Task description:
Return the lines below that contain the word "deer".

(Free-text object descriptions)
---------------

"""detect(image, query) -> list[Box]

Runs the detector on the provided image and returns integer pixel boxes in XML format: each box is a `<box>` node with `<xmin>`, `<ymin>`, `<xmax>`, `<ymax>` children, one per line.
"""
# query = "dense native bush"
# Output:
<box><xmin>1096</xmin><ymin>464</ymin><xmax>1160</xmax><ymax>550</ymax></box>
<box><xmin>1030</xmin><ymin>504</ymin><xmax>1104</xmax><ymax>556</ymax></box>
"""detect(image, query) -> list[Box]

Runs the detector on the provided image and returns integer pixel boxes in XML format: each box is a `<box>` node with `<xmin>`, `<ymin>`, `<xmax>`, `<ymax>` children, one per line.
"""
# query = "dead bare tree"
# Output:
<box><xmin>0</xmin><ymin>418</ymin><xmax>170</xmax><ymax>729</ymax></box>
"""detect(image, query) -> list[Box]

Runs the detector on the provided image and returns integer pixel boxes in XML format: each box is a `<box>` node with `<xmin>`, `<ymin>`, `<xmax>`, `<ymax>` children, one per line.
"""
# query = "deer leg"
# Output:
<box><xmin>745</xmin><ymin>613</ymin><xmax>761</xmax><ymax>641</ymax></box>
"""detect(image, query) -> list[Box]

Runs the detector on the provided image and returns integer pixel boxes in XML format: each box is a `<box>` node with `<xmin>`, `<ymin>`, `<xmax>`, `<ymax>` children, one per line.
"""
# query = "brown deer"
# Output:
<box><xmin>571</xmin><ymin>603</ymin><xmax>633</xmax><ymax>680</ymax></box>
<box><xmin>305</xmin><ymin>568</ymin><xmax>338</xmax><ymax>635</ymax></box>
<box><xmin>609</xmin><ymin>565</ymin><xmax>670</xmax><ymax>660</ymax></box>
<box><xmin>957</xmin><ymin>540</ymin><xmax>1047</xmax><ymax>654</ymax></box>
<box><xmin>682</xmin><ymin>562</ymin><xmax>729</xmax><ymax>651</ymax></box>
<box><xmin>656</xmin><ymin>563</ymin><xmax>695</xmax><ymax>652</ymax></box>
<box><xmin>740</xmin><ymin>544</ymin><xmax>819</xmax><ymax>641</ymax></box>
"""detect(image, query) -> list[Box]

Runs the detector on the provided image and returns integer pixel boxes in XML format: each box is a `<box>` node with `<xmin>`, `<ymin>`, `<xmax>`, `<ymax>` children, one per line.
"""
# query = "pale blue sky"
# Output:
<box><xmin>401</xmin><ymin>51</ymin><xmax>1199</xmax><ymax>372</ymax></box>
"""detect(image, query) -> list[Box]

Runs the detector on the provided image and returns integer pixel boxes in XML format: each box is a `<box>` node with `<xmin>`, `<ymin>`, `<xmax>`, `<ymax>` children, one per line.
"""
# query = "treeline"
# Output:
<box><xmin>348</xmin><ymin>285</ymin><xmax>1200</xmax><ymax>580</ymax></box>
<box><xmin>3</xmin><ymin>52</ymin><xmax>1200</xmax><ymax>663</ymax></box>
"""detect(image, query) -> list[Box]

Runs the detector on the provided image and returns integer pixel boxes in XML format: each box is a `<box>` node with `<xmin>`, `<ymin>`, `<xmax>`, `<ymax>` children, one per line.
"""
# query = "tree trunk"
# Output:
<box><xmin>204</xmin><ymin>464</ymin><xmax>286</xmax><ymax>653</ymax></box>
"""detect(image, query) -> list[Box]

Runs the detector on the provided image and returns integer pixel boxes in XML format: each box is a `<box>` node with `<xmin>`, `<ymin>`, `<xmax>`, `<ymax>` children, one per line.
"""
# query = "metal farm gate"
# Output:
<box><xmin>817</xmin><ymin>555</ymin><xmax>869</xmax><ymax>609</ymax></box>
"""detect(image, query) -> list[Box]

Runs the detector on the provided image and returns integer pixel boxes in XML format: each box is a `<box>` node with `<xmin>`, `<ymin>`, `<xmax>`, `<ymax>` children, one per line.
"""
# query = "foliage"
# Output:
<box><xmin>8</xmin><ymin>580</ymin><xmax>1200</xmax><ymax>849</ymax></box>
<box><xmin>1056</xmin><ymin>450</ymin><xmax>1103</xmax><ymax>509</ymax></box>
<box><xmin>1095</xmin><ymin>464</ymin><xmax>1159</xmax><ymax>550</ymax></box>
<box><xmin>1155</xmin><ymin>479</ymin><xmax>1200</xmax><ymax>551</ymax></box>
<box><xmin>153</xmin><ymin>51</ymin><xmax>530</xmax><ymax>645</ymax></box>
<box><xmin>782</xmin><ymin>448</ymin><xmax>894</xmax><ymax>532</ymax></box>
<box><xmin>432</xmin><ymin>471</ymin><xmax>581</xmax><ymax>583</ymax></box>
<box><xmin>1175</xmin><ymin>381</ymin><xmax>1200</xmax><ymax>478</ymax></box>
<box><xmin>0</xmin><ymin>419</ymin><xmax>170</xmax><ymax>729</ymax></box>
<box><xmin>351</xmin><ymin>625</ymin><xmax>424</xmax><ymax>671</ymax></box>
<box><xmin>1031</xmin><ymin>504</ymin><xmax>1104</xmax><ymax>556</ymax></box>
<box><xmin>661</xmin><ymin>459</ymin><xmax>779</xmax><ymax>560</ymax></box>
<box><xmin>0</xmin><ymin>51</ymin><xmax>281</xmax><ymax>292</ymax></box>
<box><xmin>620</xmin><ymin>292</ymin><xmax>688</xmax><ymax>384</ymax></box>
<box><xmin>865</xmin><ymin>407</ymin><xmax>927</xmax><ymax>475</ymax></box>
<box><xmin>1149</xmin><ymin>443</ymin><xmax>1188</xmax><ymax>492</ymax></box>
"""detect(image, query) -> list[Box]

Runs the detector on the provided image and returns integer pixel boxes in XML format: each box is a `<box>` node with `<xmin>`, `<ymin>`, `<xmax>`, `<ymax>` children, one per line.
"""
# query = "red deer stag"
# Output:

---------------

Task output:
# query = "deer leg"
# query = "brown deer"
# query = "red deer stag"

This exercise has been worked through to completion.